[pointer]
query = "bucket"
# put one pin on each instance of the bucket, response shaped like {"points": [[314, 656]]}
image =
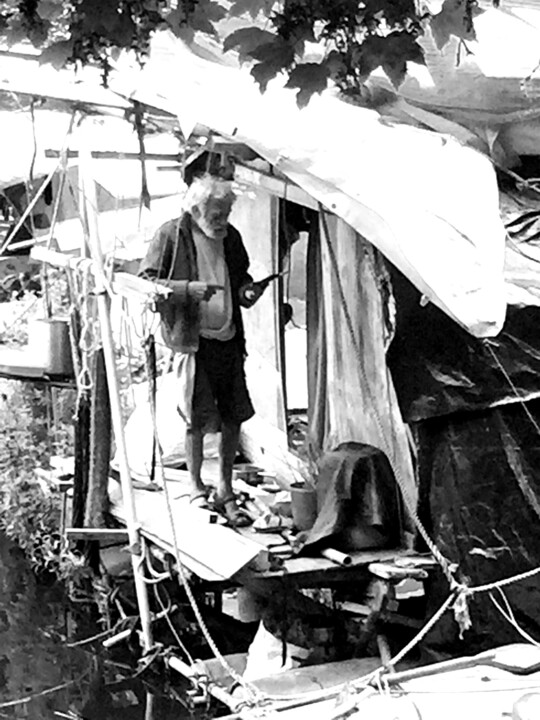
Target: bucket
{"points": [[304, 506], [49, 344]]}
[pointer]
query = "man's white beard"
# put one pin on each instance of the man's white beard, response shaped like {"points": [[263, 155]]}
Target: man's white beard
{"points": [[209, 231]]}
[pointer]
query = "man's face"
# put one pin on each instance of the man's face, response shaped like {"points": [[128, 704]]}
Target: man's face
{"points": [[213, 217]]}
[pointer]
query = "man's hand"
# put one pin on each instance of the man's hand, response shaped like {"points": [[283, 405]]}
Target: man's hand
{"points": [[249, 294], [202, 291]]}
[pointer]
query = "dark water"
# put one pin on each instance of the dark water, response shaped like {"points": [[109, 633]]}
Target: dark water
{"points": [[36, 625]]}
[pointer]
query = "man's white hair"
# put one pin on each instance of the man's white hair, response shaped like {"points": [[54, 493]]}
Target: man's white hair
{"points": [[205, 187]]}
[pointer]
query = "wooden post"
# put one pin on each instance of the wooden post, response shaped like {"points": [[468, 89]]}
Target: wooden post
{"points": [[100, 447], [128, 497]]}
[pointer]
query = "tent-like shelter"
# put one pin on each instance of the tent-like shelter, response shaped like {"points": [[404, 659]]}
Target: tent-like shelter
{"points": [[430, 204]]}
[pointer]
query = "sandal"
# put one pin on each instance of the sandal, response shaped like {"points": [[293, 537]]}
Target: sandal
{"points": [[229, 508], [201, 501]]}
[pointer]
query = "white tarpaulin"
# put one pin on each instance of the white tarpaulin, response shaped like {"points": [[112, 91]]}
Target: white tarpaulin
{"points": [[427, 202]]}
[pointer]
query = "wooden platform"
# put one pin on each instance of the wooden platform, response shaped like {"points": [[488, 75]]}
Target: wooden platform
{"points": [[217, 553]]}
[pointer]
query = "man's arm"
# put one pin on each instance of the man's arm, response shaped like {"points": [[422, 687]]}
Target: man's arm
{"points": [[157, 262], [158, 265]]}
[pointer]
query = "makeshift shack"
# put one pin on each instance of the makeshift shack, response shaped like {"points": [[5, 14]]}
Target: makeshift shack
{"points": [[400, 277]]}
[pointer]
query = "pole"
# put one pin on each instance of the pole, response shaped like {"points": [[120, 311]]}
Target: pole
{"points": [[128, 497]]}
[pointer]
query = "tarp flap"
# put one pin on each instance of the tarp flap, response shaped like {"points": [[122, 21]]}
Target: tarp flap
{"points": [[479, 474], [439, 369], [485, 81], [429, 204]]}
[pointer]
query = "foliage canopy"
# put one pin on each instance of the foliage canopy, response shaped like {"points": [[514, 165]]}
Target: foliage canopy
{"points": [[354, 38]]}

------------

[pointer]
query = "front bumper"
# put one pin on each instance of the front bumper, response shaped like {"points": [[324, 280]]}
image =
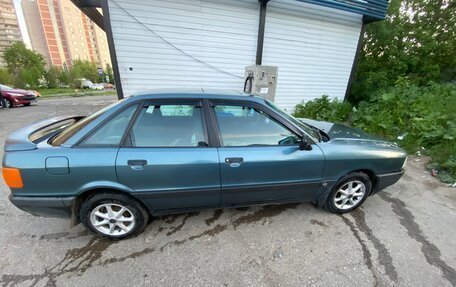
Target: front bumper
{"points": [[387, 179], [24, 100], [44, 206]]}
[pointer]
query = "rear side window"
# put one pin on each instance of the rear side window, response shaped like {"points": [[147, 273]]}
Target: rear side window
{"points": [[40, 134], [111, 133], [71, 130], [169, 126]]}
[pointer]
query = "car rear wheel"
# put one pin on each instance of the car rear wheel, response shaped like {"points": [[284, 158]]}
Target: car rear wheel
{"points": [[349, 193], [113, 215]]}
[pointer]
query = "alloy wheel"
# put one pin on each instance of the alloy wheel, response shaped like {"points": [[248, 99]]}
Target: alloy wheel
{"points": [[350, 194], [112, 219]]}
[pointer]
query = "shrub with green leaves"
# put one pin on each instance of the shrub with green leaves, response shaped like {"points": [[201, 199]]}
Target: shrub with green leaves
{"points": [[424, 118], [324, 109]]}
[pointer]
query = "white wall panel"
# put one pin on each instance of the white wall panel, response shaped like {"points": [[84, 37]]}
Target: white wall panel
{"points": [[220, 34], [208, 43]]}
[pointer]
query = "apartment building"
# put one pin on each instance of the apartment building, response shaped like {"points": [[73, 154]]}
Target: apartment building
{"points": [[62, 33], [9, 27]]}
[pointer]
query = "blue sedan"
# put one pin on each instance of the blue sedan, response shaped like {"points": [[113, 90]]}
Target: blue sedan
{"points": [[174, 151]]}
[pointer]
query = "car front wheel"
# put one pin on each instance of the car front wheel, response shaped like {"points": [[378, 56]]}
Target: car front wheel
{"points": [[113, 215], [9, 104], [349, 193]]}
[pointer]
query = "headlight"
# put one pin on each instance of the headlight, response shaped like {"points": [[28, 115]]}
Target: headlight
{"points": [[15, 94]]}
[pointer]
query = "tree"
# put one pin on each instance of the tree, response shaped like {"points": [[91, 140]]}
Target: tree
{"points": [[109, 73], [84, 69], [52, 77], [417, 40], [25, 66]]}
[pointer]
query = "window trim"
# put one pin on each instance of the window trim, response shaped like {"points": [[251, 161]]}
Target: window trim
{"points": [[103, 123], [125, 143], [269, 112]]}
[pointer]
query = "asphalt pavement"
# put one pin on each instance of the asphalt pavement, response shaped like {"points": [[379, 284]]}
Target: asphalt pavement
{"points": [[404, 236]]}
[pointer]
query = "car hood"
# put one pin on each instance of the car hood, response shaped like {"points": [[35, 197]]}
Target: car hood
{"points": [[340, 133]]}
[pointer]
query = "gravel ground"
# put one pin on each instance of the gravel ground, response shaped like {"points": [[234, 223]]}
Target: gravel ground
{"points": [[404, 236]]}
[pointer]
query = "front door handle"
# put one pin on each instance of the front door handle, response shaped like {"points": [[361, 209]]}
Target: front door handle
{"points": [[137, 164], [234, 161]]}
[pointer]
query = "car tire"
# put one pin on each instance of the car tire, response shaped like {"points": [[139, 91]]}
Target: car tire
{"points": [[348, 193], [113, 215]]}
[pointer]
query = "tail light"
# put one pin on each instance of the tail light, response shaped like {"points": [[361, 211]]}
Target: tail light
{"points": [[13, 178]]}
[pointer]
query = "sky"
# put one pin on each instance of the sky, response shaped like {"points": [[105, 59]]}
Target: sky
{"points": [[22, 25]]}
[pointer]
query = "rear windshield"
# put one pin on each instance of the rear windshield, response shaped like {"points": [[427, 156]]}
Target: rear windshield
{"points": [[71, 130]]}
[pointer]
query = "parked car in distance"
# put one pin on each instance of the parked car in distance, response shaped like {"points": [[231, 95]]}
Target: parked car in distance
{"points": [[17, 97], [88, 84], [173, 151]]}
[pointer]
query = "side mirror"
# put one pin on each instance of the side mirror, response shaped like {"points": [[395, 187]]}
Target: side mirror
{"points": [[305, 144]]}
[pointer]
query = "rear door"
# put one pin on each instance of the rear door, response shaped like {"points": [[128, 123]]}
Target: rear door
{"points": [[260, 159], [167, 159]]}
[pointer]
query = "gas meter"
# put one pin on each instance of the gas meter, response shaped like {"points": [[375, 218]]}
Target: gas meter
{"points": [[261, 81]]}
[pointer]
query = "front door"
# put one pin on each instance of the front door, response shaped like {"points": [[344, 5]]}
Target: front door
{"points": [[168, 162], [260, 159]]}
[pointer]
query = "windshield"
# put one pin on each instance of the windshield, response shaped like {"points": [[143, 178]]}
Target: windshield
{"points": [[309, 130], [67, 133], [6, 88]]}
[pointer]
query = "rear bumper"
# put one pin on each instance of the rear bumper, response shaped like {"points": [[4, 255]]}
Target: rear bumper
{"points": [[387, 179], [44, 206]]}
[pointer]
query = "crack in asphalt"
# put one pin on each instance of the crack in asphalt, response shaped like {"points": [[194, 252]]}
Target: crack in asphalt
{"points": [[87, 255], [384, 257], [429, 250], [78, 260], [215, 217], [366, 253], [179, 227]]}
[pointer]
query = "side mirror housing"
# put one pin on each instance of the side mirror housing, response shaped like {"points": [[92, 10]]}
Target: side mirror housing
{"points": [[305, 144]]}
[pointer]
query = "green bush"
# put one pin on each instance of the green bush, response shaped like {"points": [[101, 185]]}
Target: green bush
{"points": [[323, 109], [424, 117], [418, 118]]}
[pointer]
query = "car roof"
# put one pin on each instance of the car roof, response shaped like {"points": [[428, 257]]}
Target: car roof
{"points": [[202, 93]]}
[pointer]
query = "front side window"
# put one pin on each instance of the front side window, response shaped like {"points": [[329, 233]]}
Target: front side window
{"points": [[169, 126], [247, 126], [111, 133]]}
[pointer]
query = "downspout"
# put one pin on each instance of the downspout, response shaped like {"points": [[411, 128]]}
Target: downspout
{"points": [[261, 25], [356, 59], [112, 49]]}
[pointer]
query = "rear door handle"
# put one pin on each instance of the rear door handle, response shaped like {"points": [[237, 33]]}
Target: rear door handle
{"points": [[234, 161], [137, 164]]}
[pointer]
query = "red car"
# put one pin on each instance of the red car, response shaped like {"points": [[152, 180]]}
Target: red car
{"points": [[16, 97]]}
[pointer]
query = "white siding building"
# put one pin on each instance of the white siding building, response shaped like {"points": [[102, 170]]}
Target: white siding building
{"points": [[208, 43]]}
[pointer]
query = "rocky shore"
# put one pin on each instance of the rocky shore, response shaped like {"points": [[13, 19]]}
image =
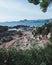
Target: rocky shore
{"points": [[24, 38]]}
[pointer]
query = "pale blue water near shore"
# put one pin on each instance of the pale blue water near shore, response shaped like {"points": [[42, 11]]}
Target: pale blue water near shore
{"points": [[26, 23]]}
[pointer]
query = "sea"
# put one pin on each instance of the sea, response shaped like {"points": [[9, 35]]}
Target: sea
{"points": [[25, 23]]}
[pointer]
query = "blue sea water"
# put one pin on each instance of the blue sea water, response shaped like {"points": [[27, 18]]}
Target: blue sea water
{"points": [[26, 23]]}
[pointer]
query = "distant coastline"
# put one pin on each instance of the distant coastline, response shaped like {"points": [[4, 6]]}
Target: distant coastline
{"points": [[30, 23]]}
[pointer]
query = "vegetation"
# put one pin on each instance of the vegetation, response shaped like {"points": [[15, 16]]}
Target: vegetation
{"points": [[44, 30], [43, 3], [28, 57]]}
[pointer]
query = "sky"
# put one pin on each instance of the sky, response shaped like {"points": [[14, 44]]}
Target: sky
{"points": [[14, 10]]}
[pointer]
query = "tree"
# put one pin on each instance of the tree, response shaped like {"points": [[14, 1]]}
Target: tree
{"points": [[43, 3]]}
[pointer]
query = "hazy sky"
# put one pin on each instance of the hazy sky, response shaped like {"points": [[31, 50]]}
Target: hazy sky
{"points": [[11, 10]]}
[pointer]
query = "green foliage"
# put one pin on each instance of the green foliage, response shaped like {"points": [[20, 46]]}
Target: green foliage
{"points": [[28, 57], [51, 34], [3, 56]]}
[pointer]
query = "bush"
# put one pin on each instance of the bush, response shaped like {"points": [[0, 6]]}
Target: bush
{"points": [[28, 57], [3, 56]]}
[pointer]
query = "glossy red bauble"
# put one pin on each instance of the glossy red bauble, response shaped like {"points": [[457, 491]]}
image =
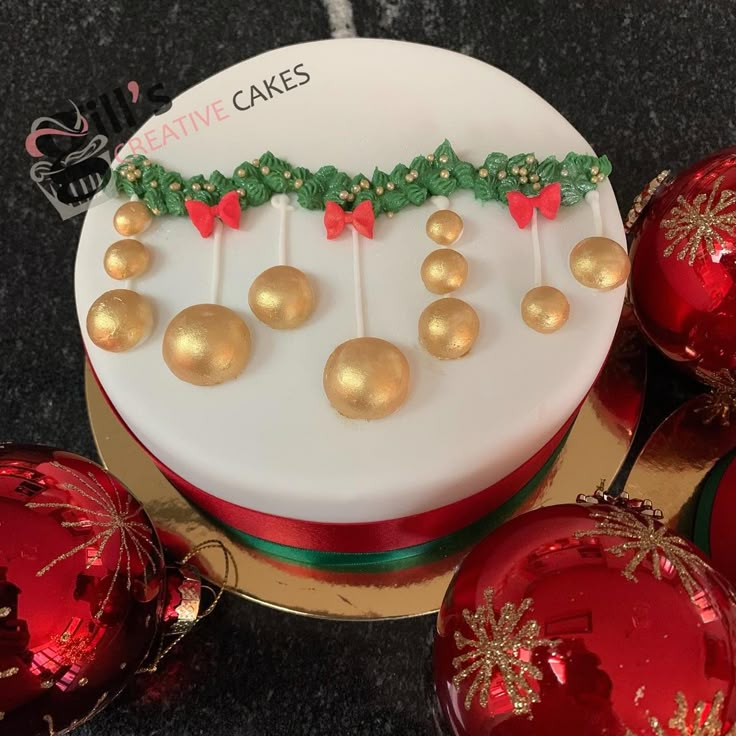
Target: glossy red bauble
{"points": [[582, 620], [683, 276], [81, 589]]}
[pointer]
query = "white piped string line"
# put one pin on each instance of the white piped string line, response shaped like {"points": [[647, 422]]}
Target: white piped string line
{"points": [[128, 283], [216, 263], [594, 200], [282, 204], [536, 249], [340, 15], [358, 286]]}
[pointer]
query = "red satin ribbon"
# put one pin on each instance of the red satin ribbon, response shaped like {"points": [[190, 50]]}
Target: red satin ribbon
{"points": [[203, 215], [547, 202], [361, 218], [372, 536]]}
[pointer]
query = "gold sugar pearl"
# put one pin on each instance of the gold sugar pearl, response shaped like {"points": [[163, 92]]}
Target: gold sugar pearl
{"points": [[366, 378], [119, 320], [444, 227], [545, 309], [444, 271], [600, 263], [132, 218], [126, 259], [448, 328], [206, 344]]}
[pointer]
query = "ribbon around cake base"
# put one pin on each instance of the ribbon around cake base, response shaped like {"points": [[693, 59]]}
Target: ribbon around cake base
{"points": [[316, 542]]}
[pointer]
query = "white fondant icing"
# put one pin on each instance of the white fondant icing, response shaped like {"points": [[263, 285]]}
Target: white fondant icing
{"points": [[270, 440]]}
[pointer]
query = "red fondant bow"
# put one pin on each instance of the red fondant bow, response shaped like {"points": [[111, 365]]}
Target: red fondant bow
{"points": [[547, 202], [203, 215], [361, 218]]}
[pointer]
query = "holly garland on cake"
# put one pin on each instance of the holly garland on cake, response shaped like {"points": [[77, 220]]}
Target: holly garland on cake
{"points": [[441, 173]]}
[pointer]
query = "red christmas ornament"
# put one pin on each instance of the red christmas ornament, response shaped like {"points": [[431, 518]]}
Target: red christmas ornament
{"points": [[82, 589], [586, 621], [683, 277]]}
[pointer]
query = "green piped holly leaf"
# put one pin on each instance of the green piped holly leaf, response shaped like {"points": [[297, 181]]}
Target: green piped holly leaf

------------

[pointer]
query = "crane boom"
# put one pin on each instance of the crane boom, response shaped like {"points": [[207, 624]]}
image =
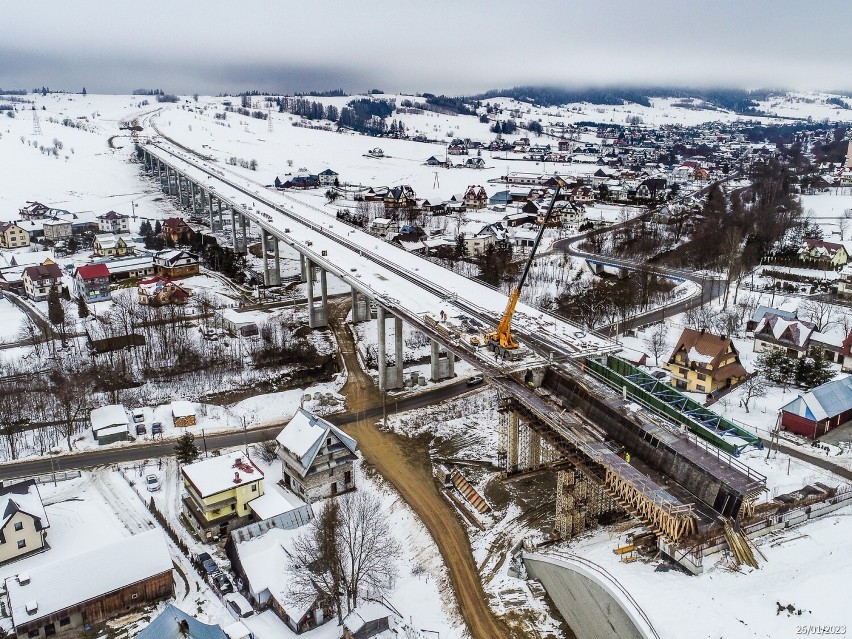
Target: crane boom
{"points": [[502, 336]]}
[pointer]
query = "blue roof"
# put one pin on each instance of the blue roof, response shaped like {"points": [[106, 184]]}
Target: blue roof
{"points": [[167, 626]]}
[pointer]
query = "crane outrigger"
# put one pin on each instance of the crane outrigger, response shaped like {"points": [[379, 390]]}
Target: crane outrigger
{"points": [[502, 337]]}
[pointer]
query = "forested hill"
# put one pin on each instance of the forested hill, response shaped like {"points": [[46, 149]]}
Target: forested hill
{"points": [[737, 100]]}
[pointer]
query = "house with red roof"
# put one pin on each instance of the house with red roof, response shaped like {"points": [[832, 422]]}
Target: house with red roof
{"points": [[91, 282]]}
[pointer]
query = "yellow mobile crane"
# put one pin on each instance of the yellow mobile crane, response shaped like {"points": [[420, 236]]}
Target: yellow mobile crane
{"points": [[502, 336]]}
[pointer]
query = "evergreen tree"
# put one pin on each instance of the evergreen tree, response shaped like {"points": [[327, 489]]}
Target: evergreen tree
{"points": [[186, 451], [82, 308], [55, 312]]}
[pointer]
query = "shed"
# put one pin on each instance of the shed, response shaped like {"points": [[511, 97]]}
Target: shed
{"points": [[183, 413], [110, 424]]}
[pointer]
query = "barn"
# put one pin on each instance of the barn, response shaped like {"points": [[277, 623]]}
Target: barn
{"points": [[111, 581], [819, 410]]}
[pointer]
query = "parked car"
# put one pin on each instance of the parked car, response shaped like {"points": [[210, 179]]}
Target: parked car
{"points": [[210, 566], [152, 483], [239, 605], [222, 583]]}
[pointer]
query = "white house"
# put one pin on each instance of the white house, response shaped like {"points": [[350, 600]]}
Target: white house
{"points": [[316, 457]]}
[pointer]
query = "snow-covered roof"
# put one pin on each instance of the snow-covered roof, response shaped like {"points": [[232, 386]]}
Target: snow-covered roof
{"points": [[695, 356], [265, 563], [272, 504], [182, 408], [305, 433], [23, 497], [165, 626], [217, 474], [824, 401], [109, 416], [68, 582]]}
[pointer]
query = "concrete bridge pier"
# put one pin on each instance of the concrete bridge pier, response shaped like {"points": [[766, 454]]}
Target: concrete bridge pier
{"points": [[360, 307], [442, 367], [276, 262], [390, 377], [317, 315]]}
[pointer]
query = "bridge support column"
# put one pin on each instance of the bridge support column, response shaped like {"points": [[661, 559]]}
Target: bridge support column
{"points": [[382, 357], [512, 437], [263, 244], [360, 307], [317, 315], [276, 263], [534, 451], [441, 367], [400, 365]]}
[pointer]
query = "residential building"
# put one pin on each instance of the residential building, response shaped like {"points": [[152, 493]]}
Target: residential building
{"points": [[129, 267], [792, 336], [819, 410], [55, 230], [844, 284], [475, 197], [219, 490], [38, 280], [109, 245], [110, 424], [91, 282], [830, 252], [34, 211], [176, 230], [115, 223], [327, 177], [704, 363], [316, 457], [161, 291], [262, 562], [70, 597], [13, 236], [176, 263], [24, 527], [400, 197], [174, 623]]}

------------

_WHAT TO PRODUCE_. Pull every line containing "leaf" from the entries above and copy it.

_RESULT FOR THIS TASK_.
query = "green piped holly leaf"
# put one pin on each instance of the green piped holly leaf, response shaped like {"points": [[297, 181]]}
Target: green piped holly leaf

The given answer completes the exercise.